§ **EXERCISE DIRECTIONS**:
Exactly reproduce each entry, leaving out nothing.

[Region pointing data]
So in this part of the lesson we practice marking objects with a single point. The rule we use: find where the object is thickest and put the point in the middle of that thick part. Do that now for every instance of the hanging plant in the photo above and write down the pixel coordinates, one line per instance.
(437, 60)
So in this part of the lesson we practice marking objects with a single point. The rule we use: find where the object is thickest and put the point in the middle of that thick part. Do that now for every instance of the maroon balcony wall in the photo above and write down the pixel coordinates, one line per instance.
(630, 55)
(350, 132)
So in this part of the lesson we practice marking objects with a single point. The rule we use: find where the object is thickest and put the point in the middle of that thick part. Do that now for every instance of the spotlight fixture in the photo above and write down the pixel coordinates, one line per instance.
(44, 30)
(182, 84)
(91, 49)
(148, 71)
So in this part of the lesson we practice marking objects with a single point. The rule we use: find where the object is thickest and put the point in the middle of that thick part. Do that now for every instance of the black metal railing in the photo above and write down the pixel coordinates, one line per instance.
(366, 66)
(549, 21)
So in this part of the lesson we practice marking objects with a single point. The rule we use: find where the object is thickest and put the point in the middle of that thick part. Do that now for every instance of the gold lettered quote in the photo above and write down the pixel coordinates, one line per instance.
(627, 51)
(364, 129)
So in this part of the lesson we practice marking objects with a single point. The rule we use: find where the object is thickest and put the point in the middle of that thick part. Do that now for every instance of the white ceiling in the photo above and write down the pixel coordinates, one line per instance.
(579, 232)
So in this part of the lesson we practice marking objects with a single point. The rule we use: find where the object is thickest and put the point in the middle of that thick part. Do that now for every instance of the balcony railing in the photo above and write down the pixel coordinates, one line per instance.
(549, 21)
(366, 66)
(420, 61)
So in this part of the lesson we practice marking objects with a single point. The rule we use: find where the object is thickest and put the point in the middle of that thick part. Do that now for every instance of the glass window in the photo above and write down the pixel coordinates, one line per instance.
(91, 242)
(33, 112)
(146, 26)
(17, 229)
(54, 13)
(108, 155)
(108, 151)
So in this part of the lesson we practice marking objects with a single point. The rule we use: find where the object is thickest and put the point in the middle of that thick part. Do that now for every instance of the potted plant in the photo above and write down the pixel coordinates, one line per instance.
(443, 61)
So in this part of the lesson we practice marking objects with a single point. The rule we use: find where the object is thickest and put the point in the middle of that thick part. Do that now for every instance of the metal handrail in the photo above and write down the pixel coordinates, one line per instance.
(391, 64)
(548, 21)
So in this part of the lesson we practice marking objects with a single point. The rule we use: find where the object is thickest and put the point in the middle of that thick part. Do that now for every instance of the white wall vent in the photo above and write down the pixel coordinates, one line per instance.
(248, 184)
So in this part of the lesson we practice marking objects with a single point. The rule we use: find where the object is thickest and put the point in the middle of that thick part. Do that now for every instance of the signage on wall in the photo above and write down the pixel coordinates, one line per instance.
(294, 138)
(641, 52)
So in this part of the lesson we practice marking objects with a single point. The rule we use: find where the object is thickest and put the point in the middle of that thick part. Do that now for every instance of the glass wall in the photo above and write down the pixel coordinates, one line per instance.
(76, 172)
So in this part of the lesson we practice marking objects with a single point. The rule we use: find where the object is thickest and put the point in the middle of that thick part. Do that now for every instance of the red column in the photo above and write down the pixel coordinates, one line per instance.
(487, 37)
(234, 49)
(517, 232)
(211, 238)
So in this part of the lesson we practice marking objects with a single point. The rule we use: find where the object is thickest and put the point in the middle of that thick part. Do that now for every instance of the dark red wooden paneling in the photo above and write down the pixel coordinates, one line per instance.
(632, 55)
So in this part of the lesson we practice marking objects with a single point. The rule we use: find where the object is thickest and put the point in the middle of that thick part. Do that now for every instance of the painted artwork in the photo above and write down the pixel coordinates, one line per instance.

§ **RESPONSE TO THE TASK**:
So in this part of the lesson we practice marking objects with a single point. The rule we use: find where the object is thickest and put the point in the middle of that thick part. Do that now for every instance of the hanging plant in the photo above and write down the pixel coordinates, one line per instance.
(437, 60)
So in this part of the lesson we practice marking objects with a single point. The rule we use: find where the object is thickest and put the point in the middle of that thick part. Do that now for every instance of the maroon balcony wall in the photo above and write down the pixel coordinates, one line per instance.
(630, 55)
(350, 132)
So in this part of the lesson we practice marking objects with a single point. The rule we use: find where the object is thickest and put the point in the middle of that thick part. Do that now for every instance of the spotlight fixture in the photo above and write down the pixel coordinates, one line per instance.
(44, 30)
(182, 84)
(91, 49)
(148, 71)
So in this part of the lesson we practice marking objects with a single point. The rule we use: find where the object is thickest and put the point in the middle of that thick part. Do that now for every instance of the black metal railing in the photo above and write down the pixel coordinates, one line per instance.
(366, 66)
(549, 21)
So in this part of the lesson we practice marking objects with a single point. The rule we use: find where the object is thickest and put the point in the middle of that thick part. Do that now for every instance of the gold lettered quote in the photo above and write down the pixel coordinates, one line per instance.
(627, 51)
(364, 129)
So in this part of the lesson we practice marking objects with a single point. The rule we use: find where the object is thickest and put the point in the middle of that thick part. Do that now for every instance of the white ceiling in the photo above and write down the pixel coordinates, one line per instance.
(579, 232)
So in this part of the lesson we practice marking objects with a single point. The rule we use: find where the object is thickest and put the point in the middle of that thick part. Do that now for every instance of the balcony railing in the photo above and write down the pixel coordinates, one line per instance.
(549, 21)
(366, 66)
(420, 61)
So in this part of the lesson we practice marking objects with a single point. The rule we use: find where the object is thickest and put the point in the middle of that thick part. Do that now for every instance of the glass window in the photo above and write down the pixel coordinates, one line per instance.
(91, 242)
(33, 112)
(146, 26)
(17, 229)
(54, 13)
(108, 155)
(108, 151)
So in this part of the lesson we practice marking objects with a single point. The rule we use: find where the object is thickest and put the point in the middle of that thick part. Do that now for every instance of the potted plant in the photo above and write down the pixel coordinates, one line per instance.
(443, 61)
So in this part of the lesson we practice marking objects with a single point. The rule we use: find where the object is thickest and put the point in the middle of that thick part. Do that now for every instance of the metal handrail in the photo above and write down the pixel coordinates, one line per instance.
(391, 64)
(548, 21)
So in this part of the lesson we practice marking objects with a single point. The rule we use: find where the object is thickest and put the point in the middle of that thick part. Do that now for every instance of the white wall vent in the photo above and write down the pixel coordinates, one line per instance.
(248, 184)
So in this part of the lesson we practice marking objects with a single point. The rule we use: find where the object is thickest and put the point in the middle of that thick part. Do that now for every instance of the signage on wall in the photo above and write down the pixel coordinates, one line per instance.
(294, 138)
(641, 52)
So in this part of the lesson we practice marking objects with a single point. The rule we use: find where the object is thickest and put the point in the middle of that thick part. Do that now for every instance of the glass wall in the photo above and write down the pixel coordinates, one line per instance.
(76, 172)
So in this part of the lesson we practice marking objects with a single point. The rule we use: find where the object is thickest and put the point in the middle of that thick part. Do that now for every instance of the red column in the photo above and write down the pixel coordinates, one line per instance.
(487, 37)
(234, 49)
(517, 232)
(211, 238)
So in this part of the lesson we practice marking objects with a single point. The rule we use: find where the object is thickest and put the point in the middle of that thick part. Do that now for every instance of the dark red wooden paneling in the photo above and write down the pixel coordinates, one line per instance.
(632, 55)
So in this part of the lesson we practice marking objects with a single point. The rule we use: find where the object is thickest and put the point in the middle of that thick part. Do that now for every instance of the painted artwork in the photo above and write down the pixel coordinates, one line per instance.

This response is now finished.